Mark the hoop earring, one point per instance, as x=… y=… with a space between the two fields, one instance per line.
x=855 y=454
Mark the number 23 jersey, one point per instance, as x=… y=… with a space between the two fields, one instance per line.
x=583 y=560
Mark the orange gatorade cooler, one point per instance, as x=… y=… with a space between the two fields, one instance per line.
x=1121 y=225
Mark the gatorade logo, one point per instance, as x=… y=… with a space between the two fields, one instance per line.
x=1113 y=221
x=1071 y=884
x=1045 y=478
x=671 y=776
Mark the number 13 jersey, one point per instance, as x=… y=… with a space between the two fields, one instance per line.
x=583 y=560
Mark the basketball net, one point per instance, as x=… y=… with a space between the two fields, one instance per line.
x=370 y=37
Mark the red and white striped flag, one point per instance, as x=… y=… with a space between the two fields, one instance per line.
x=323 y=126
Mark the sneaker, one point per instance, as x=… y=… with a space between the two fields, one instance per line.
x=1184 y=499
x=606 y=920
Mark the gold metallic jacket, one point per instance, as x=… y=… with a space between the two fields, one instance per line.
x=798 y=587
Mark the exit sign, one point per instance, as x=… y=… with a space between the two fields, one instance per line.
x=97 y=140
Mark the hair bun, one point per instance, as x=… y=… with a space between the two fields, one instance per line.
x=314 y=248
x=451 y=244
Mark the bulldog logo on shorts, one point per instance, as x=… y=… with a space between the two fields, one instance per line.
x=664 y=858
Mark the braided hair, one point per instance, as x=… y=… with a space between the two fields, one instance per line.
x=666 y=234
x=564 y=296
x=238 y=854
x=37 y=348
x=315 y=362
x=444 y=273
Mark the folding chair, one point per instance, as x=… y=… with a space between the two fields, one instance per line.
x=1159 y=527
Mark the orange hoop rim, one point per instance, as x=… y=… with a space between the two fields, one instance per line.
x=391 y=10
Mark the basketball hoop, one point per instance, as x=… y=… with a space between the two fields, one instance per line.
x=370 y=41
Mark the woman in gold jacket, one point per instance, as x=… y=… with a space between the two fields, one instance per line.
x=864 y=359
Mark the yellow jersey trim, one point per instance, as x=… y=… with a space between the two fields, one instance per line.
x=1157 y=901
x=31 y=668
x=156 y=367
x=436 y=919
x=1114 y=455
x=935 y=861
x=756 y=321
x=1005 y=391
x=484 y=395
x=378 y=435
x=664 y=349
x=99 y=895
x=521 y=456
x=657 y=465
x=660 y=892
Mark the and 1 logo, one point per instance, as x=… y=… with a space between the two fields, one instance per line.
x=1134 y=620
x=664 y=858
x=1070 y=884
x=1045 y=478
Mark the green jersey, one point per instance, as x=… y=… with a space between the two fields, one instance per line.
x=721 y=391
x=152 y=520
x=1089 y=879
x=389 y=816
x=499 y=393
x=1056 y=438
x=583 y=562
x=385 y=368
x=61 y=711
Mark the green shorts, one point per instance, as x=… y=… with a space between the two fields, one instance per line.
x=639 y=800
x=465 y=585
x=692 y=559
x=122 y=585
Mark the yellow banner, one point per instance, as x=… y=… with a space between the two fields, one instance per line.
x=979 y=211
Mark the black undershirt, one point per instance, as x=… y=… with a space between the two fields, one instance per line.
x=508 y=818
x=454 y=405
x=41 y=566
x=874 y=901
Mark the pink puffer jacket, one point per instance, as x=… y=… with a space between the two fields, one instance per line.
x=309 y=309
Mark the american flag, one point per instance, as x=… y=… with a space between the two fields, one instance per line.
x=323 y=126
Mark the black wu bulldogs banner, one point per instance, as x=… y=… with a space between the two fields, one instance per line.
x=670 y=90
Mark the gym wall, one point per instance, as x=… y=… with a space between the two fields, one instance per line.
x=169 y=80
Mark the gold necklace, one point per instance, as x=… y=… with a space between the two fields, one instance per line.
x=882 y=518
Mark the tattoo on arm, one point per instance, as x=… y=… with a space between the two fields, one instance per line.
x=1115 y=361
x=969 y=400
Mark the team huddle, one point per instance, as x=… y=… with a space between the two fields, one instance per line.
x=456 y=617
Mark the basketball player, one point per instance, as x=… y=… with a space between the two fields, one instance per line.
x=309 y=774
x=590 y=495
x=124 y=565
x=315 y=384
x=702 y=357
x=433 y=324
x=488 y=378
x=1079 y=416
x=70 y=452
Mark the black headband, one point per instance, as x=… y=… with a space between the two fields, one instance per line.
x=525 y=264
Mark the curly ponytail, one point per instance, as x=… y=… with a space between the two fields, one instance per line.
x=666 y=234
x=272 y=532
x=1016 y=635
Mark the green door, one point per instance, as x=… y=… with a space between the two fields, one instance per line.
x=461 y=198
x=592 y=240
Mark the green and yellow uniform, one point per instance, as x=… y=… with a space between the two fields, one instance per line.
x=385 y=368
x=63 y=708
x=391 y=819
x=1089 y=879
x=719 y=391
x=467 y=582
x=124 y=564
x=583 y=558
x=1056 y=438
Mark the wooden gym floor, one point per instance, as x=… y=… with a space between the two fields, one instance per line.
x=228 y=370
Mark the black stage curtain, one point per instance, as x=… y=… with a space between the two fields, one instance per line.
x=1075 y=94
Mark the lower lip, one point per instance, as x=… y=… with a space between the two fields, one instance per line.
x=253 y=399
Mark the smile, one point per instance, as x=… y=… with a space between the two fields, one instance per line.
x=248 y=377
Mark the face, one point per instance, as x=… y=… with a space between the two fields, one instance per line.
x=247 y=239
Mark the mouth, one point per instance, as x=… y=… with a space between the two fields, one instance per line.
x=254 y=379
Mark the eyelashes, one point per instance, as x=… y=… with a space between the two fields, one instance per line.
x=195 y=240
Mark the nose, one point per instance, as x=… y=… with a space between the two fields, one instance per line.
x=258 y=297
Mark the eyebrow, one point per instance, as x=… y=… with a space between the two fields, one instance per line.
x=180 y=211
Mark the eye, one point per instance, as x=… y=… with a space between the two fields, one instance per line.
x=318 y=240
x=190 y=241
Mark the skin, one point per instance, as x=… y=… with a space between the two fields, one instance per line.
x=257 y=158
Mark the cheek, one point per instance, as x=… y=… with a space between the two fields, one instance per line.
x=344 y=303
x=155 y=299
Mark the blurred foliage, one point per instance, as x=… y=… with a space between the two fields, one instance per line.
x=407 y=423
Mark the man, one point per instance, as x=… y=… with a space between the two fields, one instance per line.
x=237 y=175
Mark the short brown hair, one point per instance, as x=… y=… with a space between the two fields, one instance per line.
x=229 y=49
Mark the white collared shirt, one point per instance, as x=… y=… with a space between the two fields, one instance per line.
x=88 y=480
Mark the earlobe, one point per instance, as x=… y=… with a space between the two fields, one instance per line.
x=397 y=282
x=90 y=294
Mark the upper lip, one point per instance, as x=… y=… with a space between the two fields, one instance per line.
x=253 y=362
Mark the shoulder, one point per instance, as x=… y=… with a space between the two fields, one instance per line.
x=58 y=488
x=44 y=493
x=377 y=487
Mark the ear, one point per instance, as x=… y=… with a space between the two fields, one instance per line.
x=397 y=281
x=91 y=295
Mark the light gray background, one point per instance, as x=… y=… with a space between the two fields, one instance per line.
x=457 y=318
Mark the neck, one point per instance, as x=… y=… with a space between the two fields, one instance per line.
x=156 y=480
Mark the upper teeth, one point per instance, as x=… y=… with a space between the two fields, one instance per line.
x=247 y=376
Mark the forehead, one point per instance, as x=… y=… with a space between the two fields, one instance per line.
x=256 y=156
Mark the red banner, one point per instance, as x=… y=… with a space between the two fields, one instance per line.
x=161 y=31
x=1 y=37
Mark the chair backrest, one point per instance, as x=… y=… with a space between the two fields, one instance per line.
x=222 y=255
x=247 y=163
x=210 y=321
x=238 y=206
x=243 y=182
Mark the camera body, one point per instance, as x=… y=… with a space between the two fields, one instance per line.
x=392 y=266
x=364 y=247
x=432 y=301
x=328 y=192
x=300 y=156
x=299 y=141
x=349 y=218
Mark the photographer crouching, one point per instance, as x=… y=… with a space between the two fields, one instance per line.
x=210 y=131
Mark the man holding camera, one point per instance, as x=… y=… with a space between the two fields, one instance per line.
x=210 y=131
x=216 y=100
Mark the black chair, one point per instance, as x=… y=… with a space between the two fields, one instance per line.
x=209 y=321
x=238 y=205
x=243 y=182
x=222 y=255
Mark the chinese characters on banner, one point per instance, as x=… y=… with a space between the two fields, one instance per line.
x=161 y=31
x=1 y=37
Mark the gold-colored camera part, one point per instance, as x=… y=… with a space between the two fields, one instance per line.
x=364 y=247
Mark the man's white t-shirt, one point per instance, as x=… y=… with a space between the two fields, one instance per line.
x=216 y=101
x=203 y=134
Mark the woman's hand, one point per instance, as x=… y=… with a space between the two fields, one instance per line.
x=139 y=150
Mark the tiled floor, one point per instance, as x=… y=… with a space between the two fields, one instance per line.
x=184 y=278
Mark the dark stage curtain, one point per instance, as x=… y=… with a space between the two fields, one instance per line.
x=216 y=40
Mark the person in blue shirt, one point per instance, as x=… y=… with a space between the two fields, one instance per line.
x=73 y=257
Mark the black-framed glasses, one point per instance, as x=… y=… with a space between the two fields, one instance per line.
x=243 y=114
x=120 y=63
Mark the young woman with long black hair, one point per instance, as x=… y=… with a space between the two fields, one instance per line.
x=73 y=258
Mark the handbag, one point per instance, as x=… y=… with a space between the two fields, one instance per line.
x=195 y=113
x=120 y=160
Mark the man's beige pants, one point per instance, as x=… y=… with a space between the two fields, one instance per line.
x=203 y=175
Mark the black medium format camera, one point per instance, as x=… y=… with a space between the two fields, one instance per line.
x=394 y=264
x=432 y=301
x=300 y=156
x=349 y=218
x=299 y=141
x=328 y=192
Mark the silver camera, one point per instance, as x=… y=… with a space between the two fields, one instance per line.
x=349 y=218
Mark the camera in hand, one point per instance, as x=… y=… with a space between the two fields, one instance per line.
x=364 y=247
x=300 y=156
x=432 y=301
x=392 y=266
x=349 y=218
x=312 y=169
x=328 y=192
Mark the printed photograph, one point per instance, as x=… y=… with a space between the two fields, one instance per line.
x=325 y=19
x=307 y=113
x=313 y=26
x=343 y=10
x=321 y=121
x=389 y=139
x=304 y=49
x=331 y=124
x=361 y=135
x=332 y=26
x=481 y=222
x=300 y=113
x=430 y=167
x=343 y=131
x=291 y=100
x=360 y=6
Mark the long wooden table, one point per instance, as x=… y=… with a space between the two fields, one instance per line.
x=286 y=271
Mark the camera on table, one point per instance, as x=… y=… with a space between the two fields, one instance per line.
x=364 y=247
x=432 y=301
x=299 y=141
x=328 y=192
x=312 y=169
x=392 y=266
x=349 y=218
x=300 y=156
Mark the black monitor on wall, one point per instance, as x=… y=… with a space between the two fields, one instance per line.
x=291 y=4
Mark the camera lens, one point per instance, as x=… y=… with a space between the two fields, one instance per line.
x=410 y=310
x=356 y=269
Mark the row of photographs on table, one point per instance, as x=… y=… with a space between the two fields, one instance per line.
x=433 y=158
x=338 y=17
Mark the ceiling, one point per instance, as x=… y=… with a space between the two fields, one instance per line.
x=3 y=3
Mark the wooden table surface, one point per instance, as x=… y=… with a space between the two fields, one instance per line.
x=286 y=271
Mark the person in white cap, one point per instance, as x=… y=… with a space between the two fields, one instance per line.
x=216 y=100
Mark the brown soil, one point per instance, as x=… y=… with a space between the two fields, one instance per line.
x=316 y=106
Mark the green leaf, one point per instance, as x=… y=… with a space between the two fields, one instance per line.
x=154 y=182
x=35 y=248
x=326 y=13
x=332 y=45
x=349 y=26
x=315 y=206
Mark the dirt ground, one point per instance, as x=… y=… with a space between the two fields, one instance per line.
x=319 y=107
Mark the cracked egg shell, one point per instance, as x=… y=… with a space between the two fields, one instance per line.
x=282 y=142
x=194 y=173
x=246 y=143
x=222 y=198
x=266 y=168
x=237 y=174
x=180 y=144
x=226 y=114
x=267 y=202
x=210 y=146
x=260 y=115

* REQUIREMENT
Copy out everything in the listing from the line containing "Mark the green jersey, one" down to the line containing "x=979 y=211", with both of those lines included.

* IN RESPONSE
Mark the green jersey, one point per instance, as x=… y=… with a space between the two fields, one instance per line.
x=721 y=391
x=152 y=520
x=1089 y=879
x=389 y=816
x=499 y=393
x=1056 y=438
x=583 y=562
x=385 y=368
x=61 y=711
Mark the green shorts, one point per instance, as x=… y=… with a space between the two fields, one instance per line.
x=639 y=800
x=465 y=585
x=692 y=559
x=122 y=585
Mark the yellow banner, one point per instance, as x=… y=… with a space between the two fields, one instance per line.
x=979 y=211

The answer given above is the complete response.